- _Extrait_:
——————————
Vient de paraître le savoureux « Jokers » d'Hervé Mestron, une plongée dans la banlieue, sur les pas de son bondissant personnage, Ziz. Véritable phoenix, notre guide ne cesse de se réinventer, vaille que vaille, à mesure que l'avenir, qu'il tâche de se construire, cède sous le béton défoncé des cités.

Vous ne pleurerez pas sur Ziz, et sa pauvre carcasse, que pourtant l'auteur malmène. Il y laisse sa peau, littéralement, mais se retrousse les manches et bondit sur chaque opportunité qui se présente pour gagner de quoi survivre, quitte à s'embarquer dans les plans foireux de son mentor et frère de lait, Dick, le pote de maternelle. Non, vous ne pleurerez pas, vous vous attacherez, sans doute, et derrière son obstination, vous trouverez peut-être même une forme d'innocence, une pureté attendrissante. Parce qu'il ne ménage pas ses efforts. Ziz, c'est le mec qui a le sens du travail bien fait. Du bûcheur. Un rapport d'engagement au travail. Dans les jobs et trafics qu'il va trouver, qu'il soit balance, dealer, ou mafieux, se lisent aussi les évolutions du capitalisme néo-libéral tel qu'il se déploie juste à côté, dans les tours de la Défense, mais débarrassé des hypocrites oripeaux du costume trois-pièces et des mocassins à bouts pointus. Florilège :

« Mais parfois j'ai l'impression d'être un type bien. Les condés ils me l'ont dit, avec toi, Ziz, il n'y a jamais de problème. Tu es quelqu'un de sérieux et nous les mecs clean on aime bien travailler avec. Ils le disent mais ils ne le pensent pas. Mais moi je le sais, je fournis toujours des renseignements exploitables. Quand je rédige un rapport, je fais attention aux fautes, c'est une façon pour moi de montrer que je respecte mon employeur. »
——————————
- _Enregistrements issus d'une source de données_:
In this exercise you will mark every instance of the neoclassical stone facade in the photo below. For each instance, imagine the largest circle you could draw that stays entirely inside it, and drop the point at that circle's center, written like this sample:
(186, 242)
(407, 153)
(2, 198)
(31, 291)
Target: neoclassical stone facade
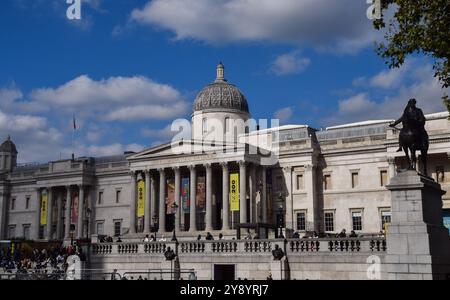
(322, 180)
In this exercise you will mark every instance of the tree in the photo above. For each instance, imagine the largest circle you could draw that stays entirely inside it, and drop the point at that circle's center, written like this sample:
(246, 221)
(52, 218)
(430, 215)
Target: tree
(419, 26)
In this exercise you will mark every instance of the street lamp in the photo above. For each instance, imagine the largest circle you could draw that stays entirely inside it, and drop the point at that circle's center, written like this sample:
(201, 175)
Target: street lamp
(175, 209)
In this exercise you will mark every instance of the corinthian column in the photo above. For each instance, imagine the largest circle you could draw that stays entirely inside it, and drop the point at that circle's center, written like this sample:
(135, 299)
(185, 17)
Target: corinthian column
(193, 194)
(225, 197)
(162, 201)
(243, 192)
(133, 203)
(208, 215)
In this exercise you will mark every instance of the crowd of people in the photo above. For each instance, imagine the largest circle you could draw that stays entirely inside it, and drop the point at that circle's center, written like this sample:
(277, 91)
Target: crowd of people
(33, 263)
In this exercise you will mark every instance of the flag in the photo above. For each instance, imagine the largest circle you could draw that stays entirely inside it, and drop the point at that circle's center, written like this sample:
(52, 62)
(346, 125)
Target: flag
(74, 123)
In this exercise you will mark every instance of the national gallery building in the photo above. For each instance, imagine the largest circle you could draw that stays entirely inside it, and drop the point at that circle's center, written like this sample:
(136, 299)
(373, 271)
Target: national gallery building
(302, 179)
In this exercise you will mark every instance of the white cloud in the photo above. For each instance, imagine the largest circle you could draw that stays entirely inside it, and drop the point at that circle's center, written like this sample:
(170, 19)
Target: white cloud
(284, 114)
(320, 23)
(115, 98)
(289, 63)
(417, 81)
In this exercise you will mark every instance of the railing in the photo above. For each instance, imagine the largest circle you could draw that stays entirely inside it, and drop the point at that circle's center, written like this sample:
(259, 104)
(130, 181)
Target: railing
(292, 246)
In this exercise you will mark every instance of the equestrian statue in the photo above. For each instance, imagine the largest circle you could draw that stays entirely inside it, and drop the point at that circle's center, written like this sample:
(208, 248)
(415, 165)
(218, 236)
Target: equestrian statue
(413, 136)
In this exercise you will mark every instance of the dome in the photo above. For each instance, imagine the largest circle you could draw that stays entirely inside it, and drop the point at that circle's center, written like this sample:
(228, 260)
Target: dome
(8, 146)
(221, 95)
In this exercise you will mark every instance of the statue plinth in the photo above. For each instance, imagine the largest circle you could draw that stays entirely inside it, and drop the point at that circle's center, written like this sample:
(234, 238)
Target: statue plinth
(418, 243)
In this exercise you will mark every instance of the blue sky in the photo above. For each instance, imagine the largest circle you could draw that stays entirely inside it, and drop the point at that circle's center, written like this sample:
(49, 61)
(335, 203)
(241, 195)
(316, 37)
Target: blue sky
(130, 67)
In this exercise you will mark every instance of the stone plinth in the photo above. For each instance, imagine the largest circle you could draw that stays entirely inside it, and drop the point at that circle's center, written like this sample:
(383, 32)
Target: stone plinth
(418, 244)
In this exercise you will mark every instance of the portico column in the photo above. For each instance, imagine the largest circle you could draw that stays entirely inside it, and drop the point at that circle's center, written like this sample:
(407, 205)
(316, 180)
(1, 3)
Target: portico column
(80, 212)
(263, 194)
(193, 194)
(252, 193)
(162, 201)
(243, 192)
(225, 197)
(391, 161)
(49, 213)
(288, 197)
(38, 214)
(208, 215)
(133, 203)
(177, 198)
(59, 216)
(148, 207)
(67, 214)
(153, 200)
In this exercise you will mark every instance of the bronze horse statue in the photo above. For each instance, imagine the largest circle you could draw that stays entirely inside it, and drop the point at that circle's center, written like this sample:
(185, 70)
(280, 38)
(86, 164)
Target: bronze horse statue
(413, 136)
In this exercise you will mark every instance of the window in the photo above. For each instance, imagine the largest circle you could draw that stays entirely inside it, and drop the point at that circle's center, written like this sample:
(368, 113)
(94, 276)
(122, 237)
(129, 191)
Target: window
(386, 217)
(440, 175)
(355, 180)
(118, 192)
(327, 182)
(117, 228)
(11, 231)
(279, 183)
(204, 126)
(300, 183)
(357, 220)
(329, 221)
(100, 197)
(227, 125)
(383, 177)
(100, 228)
(26, 232)
(301, 221)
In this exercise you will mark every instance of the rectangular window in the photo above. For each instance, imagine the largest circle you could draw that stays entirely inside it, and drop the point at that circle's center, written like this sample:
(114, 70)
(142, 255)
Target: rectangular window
(357, 220)
(327, 182)
(118, 192)
(355, 180)
(329, 222)
(117, 228)
(100, 228)
(440, 175)
(386, 217)
(383, 178)
(300, 184)
(301, 221)
(26, 232)
(11, 231)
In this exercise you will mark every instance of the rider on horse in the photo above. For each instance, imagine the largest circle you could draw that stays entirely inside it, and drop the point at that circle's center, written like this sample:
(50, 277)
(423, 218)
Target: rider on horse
(413, 119)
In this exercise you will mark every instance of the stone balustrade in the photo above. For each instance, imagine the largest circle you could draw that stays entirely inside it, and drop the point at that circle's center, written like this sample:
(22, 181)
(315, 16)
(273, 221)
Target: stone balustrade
(293, 247)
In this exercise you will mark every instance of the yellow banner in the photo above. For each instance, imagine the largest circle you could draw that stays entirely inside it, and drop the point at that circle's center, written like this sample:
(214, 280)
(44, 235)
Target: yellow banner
(234, 192)
(141, 199)
(44, 206)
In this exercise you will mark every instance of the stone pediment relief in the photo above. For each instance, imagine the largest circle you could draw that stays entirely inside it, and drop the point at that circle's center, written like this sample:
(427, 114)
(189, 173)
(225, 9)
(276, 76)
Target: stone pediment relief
(177, 149)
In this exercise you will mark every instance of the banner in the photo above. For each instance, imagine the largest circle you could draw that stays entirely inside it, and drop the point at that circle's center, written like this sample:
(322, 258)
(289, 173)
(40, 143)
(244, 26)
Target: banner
(234, 192)
(44, 207)
(170, 196)
(141, 199)
(185, 197)
(74, 218)
(201, 194)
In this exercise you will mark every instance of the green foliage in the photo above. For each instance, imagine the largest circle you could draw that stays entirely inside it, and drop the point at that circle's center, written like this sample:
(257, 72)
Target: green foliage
(418, 26)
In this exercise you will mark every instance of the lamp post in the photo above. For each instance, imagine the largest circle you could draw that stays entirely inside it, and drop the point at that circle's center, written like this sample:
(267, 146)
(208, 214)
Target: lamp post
(175, 209)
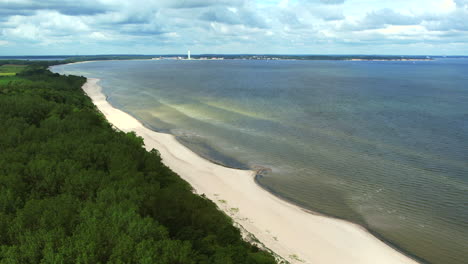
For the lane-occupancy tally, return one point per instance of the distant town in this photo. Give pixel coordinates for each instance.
(77, 58)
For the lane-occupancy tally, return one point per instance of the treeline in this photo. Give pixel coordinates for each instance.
(74, 190)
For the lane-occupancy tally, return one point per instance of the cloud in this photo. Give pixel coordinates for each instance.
(382, 18)
(233, 16)
(67, 7)
(332, 2)
(230, 26)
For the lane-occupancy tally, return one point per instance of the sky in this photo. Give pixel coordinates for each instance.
(84, 27)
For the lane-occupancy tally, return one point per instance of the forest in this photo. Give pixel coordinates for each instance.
(75, 190)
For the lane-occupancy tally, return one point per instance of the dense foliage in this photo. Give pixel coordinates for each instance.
(74, 190)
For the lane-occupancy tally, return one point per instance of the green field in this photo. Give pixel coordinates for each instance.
(10, 69)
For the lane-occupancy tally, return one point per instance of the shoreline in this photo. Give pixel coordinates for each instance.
(309, 238)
——————————
- _Questions à traiter_:
a - Dans la critique de « Jokers », qui est Dick pour Ziz ?
b - Recopiez la critique de « Jokers » de « Vient de paraître » à « défoncé des cités. », en remplaçant « phoenix » par « caméléon ».
c - Poursuivez la critique de « Jokers » à partir de sa dernière phrase.
Ce matériau est indépendant de la critique de « Jokers ».

- _Réponses attendues_:
a - Son mentor et frère de lait, le pote de maternelle.

b -
Vient de paraître le savoureux « Jokers » d'Hervé Mestron, une plongée dans la banlieue, sur les pas de son bondissant personnage, Ziz. Véritable caméléon, notre guide ne cesse de se réinventer, vaille que vaille, à mesure que l'avenir, qu'il tâche de se construire, cède sous le béton défoncé des cités.

c -
« Mais quand cette conne d’Amina se pointe chez Dick pour acheter sa dose, je me dis que j’ai une partition à jouer. Ça y est, je reprends des couleurs. Je la vois danser sur ses deux jambes, pas trop en manque mais un peu quand même avec son billet de 50 qui tremble entre ses doigts. Jubilation. Étant pour ainsi dire le bras droit du boss, habilité à gérer le stock de poudre. Attention, ici, ce n’est pas un four. C’est fini le business. On vend juste aux voisines, aux filles de la cité. Celles qui ont renoncé à se battre ont plongé dans la schnouff. C’est pour la bonne ambiance générale qu’on fournit du matos, pour pas qu’une personne en manque se jette par la fenêtre ou égorge un enfant. Si tu veux, on est comme une pharmacie de garde, sans la croix verte qui clignote dehors. »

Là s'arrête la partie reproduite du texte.